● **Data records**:
<<<<
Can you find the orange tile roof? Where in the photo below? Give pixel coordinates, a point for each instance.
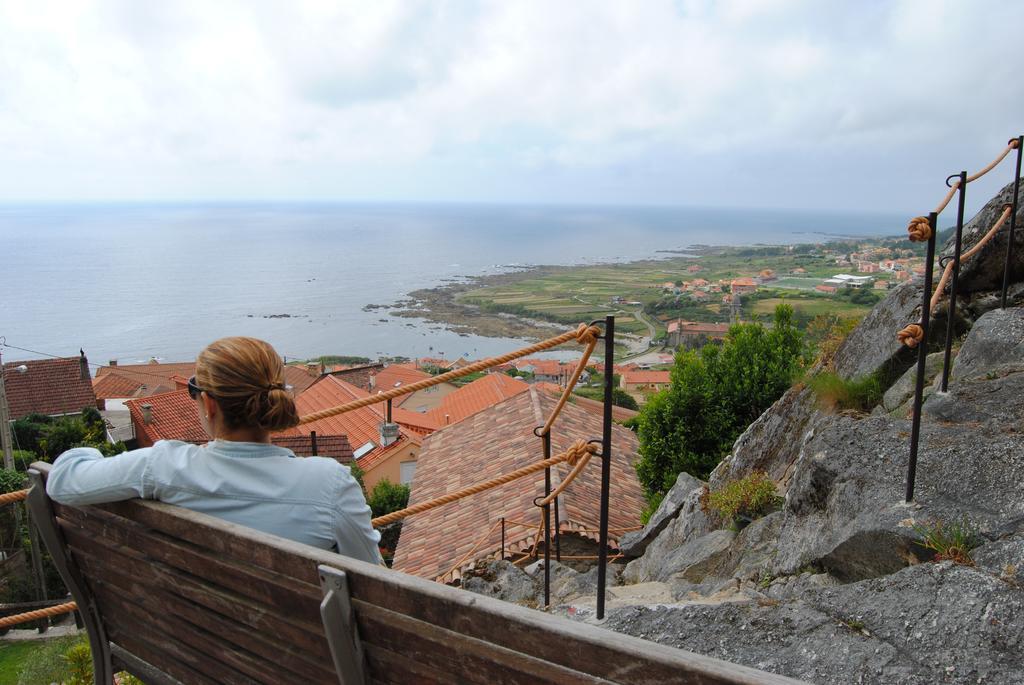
(360, 426)
(115, 386)
(48, 386)
(475, 396)
(744, 281)
(654, 377)
(152, 374)
(493, 442)
(299, 379)
(394, 376)
(174, 418)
>>>>
● **Direction**:
Reproduce the lines of the entries above word for word, covering every entry, but omit the pictures from your answer.

● **Output for this task**:
Can you find the orange tile roof? Where in the photo below? Give pixel coordinates, a point for each instance.
(360, 426)
(115, 386)
(48, 386)
(475, 396)
(744, 281)
(654, 377)
(152, 374)
(493, 442)
(299, 379)
(394, 376)
(174, 418)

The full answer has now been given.